- YOUR INSTRUCTIONS:
Copy out the listing below word for word, but leave out the pictures.

====================

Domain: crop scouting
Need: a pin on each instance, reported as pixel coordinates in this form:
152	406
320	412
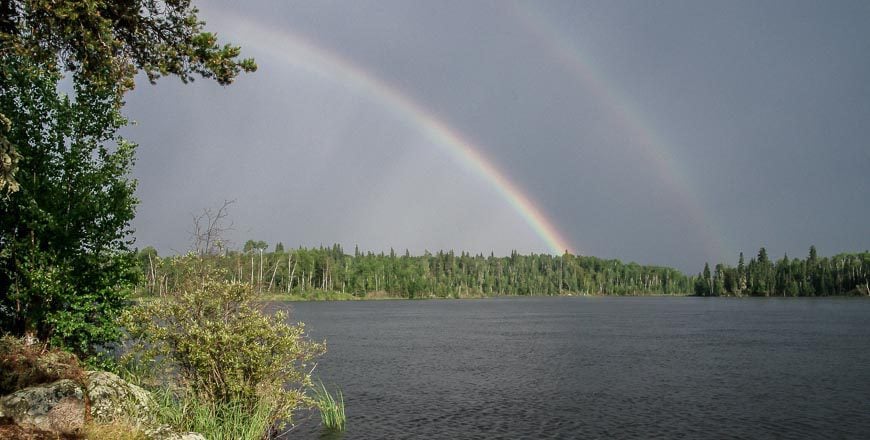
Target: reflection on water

====================

- RESPONSE FOR THIS EXERCISE:
Domain: crop scouting
Need: a pin on each instance, reported as pixel coordinates in this form:
152	406
320	412
Target: reflection on water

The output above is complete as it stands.